Rows from a pointing dataset:

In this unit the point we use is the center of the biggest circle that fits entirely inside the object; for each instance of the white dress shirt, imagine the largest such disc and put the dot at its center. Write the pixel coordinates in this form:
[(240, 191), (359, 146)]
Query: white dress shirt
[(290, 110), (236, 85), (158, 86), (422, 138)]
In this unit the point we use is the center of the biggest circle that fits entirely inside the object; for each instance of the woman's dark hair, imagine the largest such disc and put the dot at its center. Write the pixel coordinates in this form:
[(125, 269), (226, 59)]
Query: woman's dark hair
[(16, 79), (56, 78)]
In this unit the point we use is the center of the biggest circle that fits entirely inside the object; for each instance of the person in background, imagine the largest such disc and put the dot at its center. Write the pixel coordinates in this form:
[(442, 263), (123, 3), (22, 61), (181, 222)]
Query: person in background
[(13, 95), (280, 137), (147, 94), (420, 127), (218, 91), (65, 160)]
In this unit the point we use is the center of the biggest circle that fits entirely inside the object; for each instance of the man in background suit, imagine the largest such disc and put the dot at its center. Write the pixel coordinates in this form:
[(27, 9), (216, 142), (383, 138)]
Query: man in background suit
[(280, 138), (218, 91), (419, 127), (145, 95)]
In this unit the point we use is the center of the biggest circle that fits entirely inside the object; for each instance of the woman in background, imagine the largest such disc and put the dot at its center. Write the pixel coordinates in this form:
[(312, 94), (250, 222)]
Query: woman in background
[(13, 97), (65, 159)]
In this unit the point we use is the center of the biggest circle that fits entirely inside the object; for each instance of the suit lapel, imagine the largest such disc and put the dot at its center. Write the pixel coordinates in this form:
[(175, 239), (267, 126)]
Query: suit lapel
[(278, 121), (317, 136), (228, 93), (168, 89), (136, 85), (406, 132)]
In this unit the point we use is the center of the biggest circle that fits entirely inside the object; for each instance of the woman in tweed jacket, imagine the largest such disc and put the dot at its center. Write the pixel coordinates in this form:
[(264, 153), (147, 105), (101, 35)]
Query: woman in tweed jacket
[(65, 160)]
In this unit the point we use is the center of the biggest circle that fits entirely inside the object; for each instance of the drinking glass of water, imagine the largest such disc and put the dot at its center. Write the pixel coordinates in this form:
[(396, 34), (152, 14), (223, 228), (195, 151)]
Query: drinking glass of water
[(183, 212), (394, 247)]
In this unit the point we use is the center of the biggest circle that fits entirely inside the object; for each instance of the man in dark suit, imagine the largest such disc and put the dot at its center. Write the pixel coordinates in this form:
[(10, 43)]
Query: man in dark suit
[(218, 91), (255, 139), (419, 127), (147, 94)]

GIVEN INSTRUCTION — Update all of the items above by changing "pixel coordinates" to "x-y coordinates" wherever it occurs, keeping every other word the same.

SOLUTION BELOW —
In this unit the point we use is the center of the biggest circle that fits entirely inside the object; for each instance of the white dress shirt, imagine the largest such disc and put the dot at its center. Write the x-y coordinates in this form:
[(240, 191), (359, 146)]
Query: white dress shirt
[(290, 110), (236, 85), (158, 86), (422, 138)]
In this unit the point we use is the center of the biggest circle that fits entirely inside the object; for each instance of the woman's dark hair, imagine the largest such disc and put the dot at its center. Write the x-y coordinates in this form:
[(125, 269), (226, 59)]
Query: woman's dark hair
[(16, 79), (56, 78)]
In this unit the point we use is the center of the biggest circle that fits entirely inside the object; for each instance of the person in background, imagine the largest such disc and put the dot at its center. Write the x-y coordinates in this form:
[(442, 263), (123, 3), (22, 61), (181, 222)]
Query: person in background
[(13, 95), (280, 137), (147, 94), (420, 127), (218, 91), (65, 160)]
In this unit the point we use is the center of the biggest circle that fits entirely inside the object; for each instance of the man in background suit, imagine the largest such disc and put the dot at its center. Write the x-y coordinates in this form:
[(27, 9), (216, 142), (383, 138)]
Query: man in background suit
[(280, 138), (218, 91), (419, 127), (145, 95)]
In this unit the point we use is the center of the biggest circle that fits entirely inside the object; for each instance of the woman in background, imagine the largest such disc and put the dot at its center. Write the x-y coordinates in this form:
[(312, 94), (250, 222)]
Query: woman in background
[(13, 97), (65, 159)]
In this unit the point we use is the center of the biggest circle that fits entirely inside the object; for each instance of the suit lapel, imagine the largest such disc and put the dot at its center. Write the x-y coordinates in this form:
[(175, 239), (267, 126)]
Query: suit lapel
[(278, 121), (317, 136), (228, 93), (168, 89), (136, 85), (406, 132)]
In this unit the point we use is the center of the biggest circle that fits entirely inside the object; for each instance of the woman in tweed jacket, imagine the largest such disc and put the dot at its center. Write the x-y coordinates in this form:
[(264, 153), (147, 105), (101, 35)]
Query: woman in tweed jacket
[(65, 160)]
In this unit the point we use is the center of the biggest circle that fits entirely inside the object; for each instance of the drinking glass of water, imagine the largest such disc and put the dot at its center. Write the x-y coordinates in this form:
[(396, 34), (152, 14), (223, 228), (195, 151)]
Query: drinking glass of water
[(183, 212), (394, 247)]
In this unit the point we use is the center of the biggest circle that fits entirely inside the object; for each instance of the man in dark suit, imagine the largest such disc and put the dot at its center. Write the x-y coordinates in this form:
[(10, 43)]
Query: man in dark suit
[(218, 91), (255, 139), (419, 127), (147, 94)]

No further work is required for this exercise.